> _What to work on_
From the first record to the last, write each one out again exactly.

> _Data extracted from a collection_
----

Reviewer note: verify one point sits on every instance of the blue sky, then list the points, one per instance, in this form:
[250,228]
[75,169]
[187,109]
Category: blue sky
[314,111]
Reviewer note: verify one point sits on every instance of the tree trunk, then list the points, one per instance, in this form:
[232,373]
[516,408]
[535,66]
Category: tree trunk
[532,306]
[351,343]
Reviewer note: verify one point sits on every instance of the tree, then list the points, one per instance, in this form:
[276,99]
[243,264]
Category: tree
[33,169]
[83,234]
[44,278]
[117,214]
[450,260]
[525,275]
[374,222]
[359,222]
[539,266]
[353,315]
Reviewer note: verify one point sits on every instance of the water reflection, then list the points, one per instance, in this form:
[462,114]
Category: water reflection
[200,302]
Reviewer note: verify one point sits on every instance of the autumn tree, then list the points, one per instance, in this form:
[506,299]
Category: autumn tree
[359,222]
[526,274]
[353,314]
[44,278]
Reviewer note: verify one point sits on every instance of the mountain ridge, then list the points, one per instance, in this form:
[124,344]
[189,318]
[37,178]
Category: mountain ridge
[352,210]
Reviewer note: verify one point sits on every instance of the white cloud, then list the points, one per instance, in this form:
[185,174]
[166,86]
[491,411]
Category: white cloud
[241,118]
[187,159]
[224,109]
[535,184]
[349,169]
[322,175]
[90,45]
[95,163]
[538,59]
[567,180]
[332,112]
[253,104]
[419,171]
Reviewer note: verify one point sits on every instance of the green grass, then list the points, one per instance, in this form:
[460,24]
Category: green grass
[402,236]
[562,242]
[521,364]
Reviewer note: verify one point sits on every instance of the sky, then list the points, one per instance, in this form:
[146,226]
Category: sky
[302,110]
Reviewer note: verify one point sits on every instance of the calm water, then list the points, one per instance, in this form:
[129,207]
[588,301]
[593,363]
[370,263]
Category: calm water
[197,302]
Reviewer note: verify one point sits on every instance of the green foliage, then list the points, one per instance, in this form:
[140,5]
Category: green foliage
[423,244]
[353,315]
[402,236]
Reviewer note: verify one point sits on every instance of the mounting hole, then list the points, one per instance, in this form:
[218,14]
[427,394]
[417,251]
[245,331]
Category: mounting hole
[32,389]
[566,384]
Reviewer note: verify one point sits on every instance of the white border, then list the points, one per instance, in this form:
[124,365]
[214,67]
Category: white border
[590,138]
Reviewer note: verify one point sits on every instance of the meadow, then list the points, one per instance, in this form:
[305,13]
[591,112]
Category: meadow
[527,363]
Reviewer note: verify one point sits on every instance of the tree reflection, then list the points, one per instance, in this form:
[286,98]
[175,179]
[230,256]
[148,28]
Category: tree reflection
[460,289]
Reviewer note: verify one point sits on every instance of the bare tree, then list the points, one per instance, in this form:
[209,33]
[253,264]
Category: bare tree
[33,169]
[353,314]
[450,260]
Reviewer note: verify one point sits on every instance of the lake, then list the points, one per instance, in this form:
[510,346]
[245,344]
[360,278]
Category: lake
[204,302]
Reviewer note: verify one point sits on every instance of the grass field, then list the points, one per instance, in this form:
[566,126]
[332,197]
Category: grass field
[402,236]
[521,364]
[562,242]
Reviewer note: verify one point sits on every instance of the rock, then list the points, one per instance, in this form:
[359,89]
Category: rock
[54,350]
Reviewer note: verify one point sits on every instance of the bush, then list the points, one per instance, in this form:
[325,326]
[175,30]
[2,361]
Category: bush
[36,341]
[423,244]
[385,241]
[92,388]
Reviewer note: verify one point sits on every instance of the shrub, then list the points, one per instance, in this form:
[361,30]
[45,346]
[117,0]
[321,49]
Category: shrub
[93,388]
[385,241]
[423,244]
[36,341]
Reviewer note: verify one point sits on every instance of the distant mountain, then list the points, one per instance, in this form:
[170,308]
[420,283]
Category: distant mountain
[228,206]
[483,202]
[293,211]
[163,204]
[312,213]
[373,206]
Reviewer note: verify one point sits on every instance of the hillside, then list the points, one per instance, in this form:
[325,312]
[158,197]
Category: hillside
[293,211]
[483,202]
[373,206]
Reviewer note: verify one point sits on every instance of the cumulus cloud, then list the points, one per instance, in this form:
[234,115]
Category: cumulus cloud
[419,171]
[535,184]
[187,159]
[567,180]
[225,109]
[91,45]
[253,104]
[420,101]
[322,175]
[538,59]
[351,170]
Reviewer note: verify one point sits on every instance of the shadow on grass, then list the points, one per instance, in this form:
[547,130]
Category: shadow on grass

----

> _Task output_
Reviewer note: verify one point sits on every instance of the blue sky, then list the points, one per instance, in this form:
[250,228]
[75,169]
[187,109]
Category: blue sky
[314,111]
Reviewer note: verify one point sits on every instance of the tree trunk, then list the points, one per instance, in this form:
[232,373]
[516,408]
[535,66]
Category: tree trunk
[532,306]
[351,343]
Reviewer note: verify one point sits on every instance of the tree, then list the points, one per instance, in this form:
[276,99]
[243,264]
Category: tree
[33,169]
[83,234]
[44,278]
[117,214]
[450,260]
[525,275]
[374,222]
[359,222]
[539,266]
[353,315]
Reviewer note: verify one point sits on every instance of the water reflection, then list the points, one per instance, in this form:
[462,114]
Category: water reflection
[200,302]
Reviewer note: verify one point sits on every instance of the autumn tree, then list the points, one per instance, in this form:
[506,299]
Category: autumn tree
[359,222]
[526,274]
[353,314]
[44,278]
Reviewer note: verify one point sits on every instance of the mountain ridge, then list the points, one per instance, in this form:
[124,344]
[189,318]
[37,178]
Category: mountain ridge
[352,210]
Reviewer note: verify one point sits on every instance of the white cloud, then list the points, one per instance, in this form:
[185,174]
[166,86]
[491,411]
Category: white cloud
[241,118]
[187,159]
[224,109]
[535,184]
[349,169]
[322,175]
[90,45]
[95,163]
[538,59]
[567,180]
[332,112]
[253,104]
[419,171]
Reviewer note: verify one point sits on every instance of the green grass, then list the points, one per instance, in this form:
[460,24]
Category: green grass
[402,236]
[562,242]
[521,364]
Reviewer note: verify one point sits on every instance of the sky, then list the points, one per instance, in this form:
[146,226]
Category: sky
[302,110]
Reviewer note: verify one point sits on every instance of the calm water, then list the points, one per instance, in this form:
[129,207]
[588,301]
[593,363]
[370,263]
Category: calm water
[197,302]
Reviewer note: verify one point sits on every instance of the green foliage, then list the points, one per instance, in this form:
[140,5]
Category: green foliage
[423,244]
[353,315]
[402,236]
Reviewer note: verify one point sits on every instance of the mounting hole, then list the points, one per instance, in this form:
[218,14]
[427,394]
[417,251]
[245,331]
Category: mounting hole
[32,389]
[566,384]
Reviewer note: verify one point sits on every instance of the white border, then list the points, one per instance, in this form:
[124,365]
[214,67]
Category: white border
[590,138]
Reviewer note: verify one point sits on every instance of the meadow, then list the points, one per instance, in this form:
[305,13]
[591,112]
Category: meadow
[527,363]
Reviewer note: verify one point sits on every instance of the tree reflection, then list the points, one per instance, in this form:
[286,98]
[175,179]
[230,256]
[148,28]
Category: tree reflection
[460,289]
Reviewer note: verify one point sits on every instance of the bare tree, then list the points, one per instance, in this form:
[209,33]
[253,264]
Category: bare tree
[33,169]
[353,314]
[450,260]
Reviewer note: verify one point sits on every instance of the lake, then list the points, one per instance, in this form:
[510,346]
[245,344]
[360,278]
Category: lake
[204,302]
Reviewer note: verify one point sits on every instance of the grass field, then list the points, one per instance, in this form:
[566,126]
[332,197]
Category: grass field
[402,236]
[521,364]
[562,242]
Reviewer note: verify one point sits on every instance of the rock, then list the points, one per instance, in this form:
[359,89]
Category: rock
[54,350]
Reviewer note: verify one point sits on every instance of the bush, then list the points, one per instance, in this form:
[325,326]
[175,30]
[2,361]
Category: bush
[36,341]
[423,244]
[385,241]
[92,388]
Reviewer note: verify one point sits on every instance of the shrub, then list the points, one per instance, in this form:
[361,30]
[45,346]
[117,0]
[321,49]
Category: shrub
[93,388]
[385,241]
[423,244]
[36,341]
Reviewer note: verify one point sits on every instance of the distant mountain, then list the points, one per instance, in this form:
[170,308]
[420,283]
Category: distant mountain
[228,206]
[483,202]
[293,211]
[163,204]
[312,213]
[373,206]
Reviewer note: verify one point sits on every instance of the hillside, then list the points, one per instance, in this form:
[325,312]
[158,197]
Category: hillside
[293,211]
[483,202]
[373,206]
Reviewer note: verify one point sits on every instance of the cumulus cloud, then list the points, one per instance, in this form:
[234,115]
Category: cumulus cloud
[419,171]
[535,184]
[187,159]
[567,180]
[225,109]
[91,45]
[253,104]
[420,101]
[322,175]
[538,59]
[351,170]
Reviewer note: verify one point sits on every instance of the shadow on grass, then list the points, one per instance, in this form:
[547,130]
Category: shadow on grass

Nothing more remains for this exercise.